◆ **Assignment**
Repeat every entry in the listing below, exactly.

====== Records to process

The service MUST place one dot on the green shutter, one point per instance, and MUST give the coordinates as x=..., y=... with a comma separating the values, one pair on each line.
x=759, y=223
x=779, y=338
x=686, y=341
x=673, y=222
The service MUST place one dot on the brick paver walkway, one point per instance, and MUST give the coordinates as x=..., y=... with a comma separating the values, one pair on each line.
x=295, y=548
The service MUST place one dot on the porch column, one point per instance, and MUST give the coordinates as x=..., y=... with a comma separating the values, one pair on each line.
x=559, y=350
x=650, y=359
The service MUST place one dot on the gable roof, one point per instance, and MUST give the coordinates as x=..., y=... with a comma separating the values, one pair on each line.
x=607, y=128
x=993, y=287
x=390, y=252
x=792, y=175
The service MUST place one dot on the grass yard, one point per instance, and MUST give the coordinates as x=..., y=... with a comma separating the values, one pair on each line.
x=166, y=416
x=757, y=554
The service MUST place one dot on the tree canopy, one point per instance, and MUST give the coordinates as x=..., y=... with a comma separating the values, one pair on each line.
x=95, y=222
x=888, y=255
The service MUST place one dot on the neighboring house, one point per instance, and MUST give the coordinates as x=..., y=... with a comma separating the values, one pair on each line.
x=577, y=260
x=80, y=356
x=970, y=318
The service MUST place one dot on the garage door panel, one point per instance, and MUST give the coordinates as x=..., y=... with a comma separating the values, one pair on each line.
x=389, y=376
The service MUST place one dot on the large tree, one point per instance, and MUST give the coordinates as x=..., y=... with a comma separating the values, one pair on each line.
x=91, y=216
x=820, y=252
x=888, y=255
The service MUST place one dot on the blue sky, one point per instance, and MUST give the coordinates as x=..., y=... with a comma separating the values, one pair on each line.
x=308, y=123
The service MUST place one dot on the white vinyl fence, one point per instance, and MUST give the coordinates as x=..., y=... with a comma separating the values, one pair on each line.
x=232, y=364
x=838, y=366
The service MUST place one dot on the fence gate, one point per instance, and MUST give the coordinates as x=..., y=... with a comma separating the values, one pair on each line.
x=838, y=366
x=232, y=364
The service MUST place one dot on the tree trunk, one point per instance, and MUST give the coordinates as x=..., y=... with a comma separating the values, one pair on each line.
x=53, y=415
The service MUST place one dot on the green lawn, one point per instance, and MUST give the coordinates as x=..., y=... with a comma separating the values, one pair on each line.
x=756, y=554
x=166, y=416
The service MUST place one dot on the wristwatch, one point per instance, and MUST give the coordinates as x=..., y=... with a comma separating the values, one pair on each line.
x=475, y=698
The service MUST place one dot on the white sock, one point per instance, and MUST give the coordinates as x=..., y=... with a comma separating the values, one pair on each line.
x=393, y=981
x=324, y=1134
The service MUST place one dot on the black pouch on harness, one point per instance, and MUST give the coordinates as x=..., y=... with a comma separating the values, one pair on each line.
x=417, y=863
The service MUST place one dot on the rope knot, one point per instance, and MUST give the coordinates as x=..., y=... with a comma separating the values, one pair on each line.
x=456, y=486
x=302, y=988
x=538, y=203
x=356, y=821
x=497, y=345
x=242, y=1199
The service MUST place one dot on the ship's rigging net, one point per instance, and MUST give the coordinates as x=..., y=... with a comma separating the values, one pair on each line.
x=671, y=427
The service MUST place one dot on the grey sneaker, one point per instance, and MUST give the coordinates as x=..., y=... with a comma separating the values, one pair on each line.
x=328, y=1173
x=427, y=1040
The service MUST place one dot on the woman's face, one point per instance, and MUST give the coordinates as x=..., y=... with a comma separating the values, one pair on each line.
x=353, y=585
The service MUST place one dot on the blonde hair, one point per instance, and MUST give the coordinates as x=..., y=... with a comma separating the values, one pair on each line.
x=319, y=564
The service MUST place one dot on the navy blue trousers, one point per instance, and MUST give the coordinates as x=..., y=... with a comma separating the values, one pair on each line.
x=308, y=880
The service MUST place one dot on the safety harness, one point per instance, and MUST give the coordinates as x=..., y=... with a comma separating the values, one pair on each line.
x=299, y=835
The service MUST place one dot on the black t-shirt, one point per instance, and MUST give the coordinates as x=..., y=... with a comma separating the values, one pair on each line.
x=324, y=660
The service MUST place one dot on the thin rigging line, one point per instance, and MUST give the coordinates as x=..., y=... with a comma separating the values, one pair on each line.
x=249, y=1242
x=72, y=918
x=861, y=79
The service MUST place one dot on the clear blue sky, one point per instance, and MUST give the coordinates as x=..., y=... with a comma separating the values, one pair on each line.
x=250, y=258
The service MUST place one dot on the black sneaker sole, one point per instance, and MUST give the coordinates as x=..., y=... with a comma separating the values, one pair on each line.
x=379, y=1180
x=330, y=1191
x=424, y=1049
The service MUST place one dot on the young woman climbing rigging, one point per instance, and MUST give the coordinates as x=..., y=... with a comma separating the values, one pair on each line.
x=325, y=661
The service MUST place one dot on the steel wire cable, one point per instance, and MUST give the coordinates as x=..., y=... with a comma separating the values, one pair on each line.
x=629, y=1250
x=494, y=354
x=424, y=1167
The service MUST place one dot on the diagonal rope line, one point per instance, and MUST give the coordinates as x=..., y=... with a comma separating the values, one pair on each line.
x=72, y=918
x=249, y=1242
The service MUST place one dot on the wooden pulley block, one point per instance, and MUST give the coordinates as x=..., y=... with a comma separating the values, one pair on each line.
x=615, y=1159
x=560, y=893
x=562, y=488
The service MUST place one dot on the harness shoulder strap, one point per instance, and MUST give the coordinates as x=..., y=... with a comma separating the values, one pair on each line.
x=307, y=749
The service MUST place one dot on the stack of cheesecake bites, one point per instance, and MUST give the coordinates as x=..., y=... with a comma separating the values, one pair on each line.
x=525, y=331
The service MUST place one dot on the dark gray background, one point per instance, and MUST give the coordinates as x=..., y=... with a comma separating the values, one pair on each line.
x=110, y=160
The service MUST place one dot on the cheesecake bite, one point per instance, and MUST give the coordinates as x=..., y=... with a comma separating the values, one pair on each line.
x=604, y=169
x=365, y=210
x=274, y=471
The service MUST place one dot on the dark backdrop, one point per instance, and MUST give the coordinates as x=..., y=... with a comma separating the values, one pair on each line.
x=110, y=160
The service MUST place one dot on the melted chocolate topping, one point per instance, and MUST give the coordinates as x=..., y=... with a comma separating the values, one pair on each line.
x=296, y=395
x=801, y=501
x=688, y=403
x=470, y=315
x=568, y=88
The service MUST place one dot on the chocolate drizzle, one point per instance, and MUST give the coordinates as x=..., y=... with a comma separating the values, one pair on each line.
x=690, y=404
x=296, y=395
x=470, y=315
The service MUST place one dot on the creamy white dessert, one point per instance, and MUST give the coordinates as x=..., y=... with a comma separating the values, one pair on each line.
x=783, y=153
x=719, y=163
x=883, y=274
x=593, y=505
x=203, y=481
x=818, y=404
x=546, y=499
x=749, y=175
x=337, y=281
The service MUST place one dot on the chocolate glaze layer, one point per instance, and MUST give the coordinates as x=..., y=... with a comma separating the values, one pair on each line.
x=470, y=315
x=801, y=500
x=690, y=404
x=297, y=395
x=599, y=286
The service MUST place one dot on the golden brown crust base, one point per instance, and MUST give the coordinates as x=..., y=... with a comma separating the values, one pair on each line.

============

◆ **Finished exercise**
The service MUST place one dot on the green shutter, one point per instance, and MUST give the coordinates as x=..., y=... with a comma separating the values, one pair on each line.
x=759, y=223
x=779, y=338
x=686, y=341
x=673, y=222
The service MUST place one dot on the brick paver walkway, one point per instance, and MUST give the coordinates as x=..., y=... with a comma separating the values, one pair on each line.
x=295, y=548
The service MUST place one dot on the porch column, one point per instance, and MUST give the coordinates as x=..., y=... with a comma separating the values, one pair on each line.
x=559, y=350
x=650, y=359
The service MUST place one dot on the gable roof, one point per instance, and MUST give the coordinates as x=..., y=... with a comma separating the values, one pair on each line.
x=607, y=128
x=993, y=287
x=390, y=252
x=792, y=175
The service MUST place one dot on the grass yard, one point per instance, and MUST give the coordinates as x=..., y=... with a comma separating the values, one pair on each line.
x=166, y=416
x=757, y=554
The service MUST place one dot on the tree canopy, one point per instance, and MUST give the coordinates as x=..., y=... with a comma separating the values, one pair on each line.
x=95, y=222
x=888, y=255
The service MUST place one dot on the neighboring house, one point per instance, and MUST give the coordinates as x=..., y=... with a comma separating the values, one pair on each line.
x=577, y=260
x=80, y=356
x=970, y=318
The service MUST place one dot on the garage door panel, one point per instance, and MUST give the coordinates as x=..., y=... with a comma separating the values, one pair on each line.
x=389, y=376
The service MUST place one dot on the large tree, one point per instance, and MUST give the coordinates as x=..., y=... with a comma separating the values, one pair on each line.
x=91, y=216
x=820, y=252
x=888, y=255
The service MUST place one dot on the blue sky, one point per instance, and MUST give the coordinates as x=..., y=... with a comma separating the values, one pair on each line.
x=308, y=123
The service MUST place one dot on the white vinyl fence, one point per instance, and MUST give the coordinates as x=..., y=... with a comma separating the values, one pair on each line.
x=232, y=364
x=838, y=366
The service MUST place one dot on the fence gate, one point per instance, and MUST give the coordinates as x=..., y=... with a comma separating the values, one pair on each line.
x=838, y=366
x=232, y=364
The service MUST place one dot on the tree trunk, one point per instance, and MUST give the coordinates as x=..., y=... with a comma separating the values, one pair on each line.
x=53, y=415
The service MUST place one dot on the green lawn, one point per instance, and MUST give the coordinates as x=..., y=... with a comma separating the values, one pair on each line.
x=756, y=554
x=166, y=416
The service MUST place one dot on the wristwatch, one point per instance, and MUST give the coordinates as x=..., y=... with a comma separating the values, one pair on each line.
x=475, y=698
The service MUST place one dot on the white sock, one point per instance, and MUST give the coordinates as x=..., y=... with a comma separating the values, one pair on each line.
x=393, y=981
x=324, y=1134
The service MUST place one dot on the black pouch on harness, one point per instance, and MUST give the coordinates as x=..., y=... with a comma separating the values, one pair on each line.
x=417, y=863
The service MUST place one dot on the rope knot, one point per instance, and MUST give the coordinates as x=..., y=... with a comma separating the values, one pair on each line.
x=456, y=486
x=302, y=988
x=538, y=203
x=356, y=821
x=497, y=345
x=242, y=1199
The service MUST place one dot on the ship's rigging net, one point per instance, and MUST give the coordinates as x=..., y=... with a comma separating the values, one pair on each line.
x=671, y=427
The service MUST place one dot on the grey sneaker, one point per instance, and MUST give the coordinates as x=..., y=... with a comma separating the values, one pair on each line.
x=328, y=1173
x=427, y=1040
The service MUST place one dot on the woman's face, one point per instance, and MUST give the coordinates as x=..., y=... with a comma separating the values, one pair on each line.
x=353, y=585
The service MUST place one dot on the blonde hair, one point per instance, and MUST give the coordinates as x=..., y=... with a comma separating the values, one pair on each line.
x=319, y=564
The service MUST place one dot on the navy blue trousers, one point per instance, and MUST give the coordinates as x=..., y=... with a comma separating the values, one pair on each line.
x=308, y=880
The service MUST place one dot on the safety harness, one point per instance, and MUST give the coordinates as x=..., y=... with a comma separating the values, one pair on each line.
x=299, y=835
The service MUST place one dot on the black t-shirt, one point per instance, and MUST give the coordinates as x=..., y=... with a comma separating the values, one pair on each line.
x=324, y=660
The service MUST place one dot on the thin rigging line, one point per instance, and MUST give the coordinates as x=..., y=... with a comma separating the values, one pair on each line.
x=249, y=1242
x=72, y=918
x=861, y=79
The service MUST place one dot on the clear blue sky, one point per instance, and MUST give the coordinates as x=..., y=... with a comma separating the values, one pair on each line.
x=250, y=258
The service MUST place one dot on the black sneaker sole, one point per instance, and MUST give the coordinates as x=..., y=... with a comma separating the values, one pair on each line.
x=379, y=1180
x=330, y=1191
x=424, y=1049
The service MUST place one dot on the young woman climbing rigging, one point per instance, and MUST give the coordinates as x=..., y=... with a comma separating the values, one pair on each line.
x=325, y=661
The service MUST place one dot on the steel wire cable, one point per instance, and MUST give the coordinates as x=..., y=... with a comma separating the values, one pair on each line.
x=629, y=1250
x=494, y=354
x=424, y=1167
The service MUST place one dot on the diagonal rope line, one point per instance, and MUST give the coordinates as x=..., y=... with a comma separating the values, one pair on each line.
x=72, y=918
x=249, y=1242
The service MUST place one dot on the wooden pulley block, one point per instance, and MUST give the coordinates as x=..., y=... with a comma separating the values, one pair on each line.
x=615, y=1159
x=560, y=893
x=562, y=488
The service MUST place one dot on the harness shoulder strap, one point per instance, and MUST give the coordinates as x=..., y=... with a comma separating the values, one pair on each line.
x=307, y=749
The service MUST place one dot on the stack of cheesecake bites, one point per instance, and MUST give the coordinates as x=..., y=... with a comma separating the values, one pair on each line.
x=525, y=331
The service MUST place one dot on the dark gray background, one point per instance, and MUST give the coordinates as x=..., y=... with a comma separating the values, one pair on each line.
x=110, y=160
The service MUST place one dot on the cheesecake bite, one point per instance, and MUST give the coordinates as x=..., y=... with a comma separating the values, one pair on each line.
x=604, y=169
x=365, y=210
x=274, y=471
The service MUST place one dot on the dark backdrop, one point per instance, and MUST give the coordinates as x=..., y=... with a comma separating the values, one pair on each line.
x=110, y=160
The service MUST place one dot on the melted chocolate topping, one point per instance, and MUST give the coordinates as x=..., y=... with a comma separating the values, one pair on each line.
x=296, y=395
x=801, y=501
x=688, y=403
x=470, y=315
x=568, y=88
The service MUST place one dot on the chocolate drizzle, one point per instance, and MUST give the coordinates as x=..., y=... with a comma separating the values, one pair on each line.
x=690, y=404
x=296, y=395
x=470, y=315
The service MUST place one dot on the creamy white dessert, one point per instance, and MUST give the coordinates as x=..., y=... with a comma separating the values, one pair on each line.
x=783, y=153
x=719, y=163
x=883, y=274
x=593, y=505
x=203, y=481
x=818, y=404
x=546, y=499
x=749, y=175
x=337, y=281
The service MUST place one dot on the chocolate glaze layer, one point per instance, and MUST give the coordinates as x=..., y=... with a comma separating the values, one pair on each line.
x=470, y=315
x=801, y=500
x=690, y=404
x=297, y=395
x=599, y=286
The service MUST place one dot on the golden brown crust base, one point per instance, and MUST give the coordinates as x=..., y=... with a comma separating the values, one pair on each line.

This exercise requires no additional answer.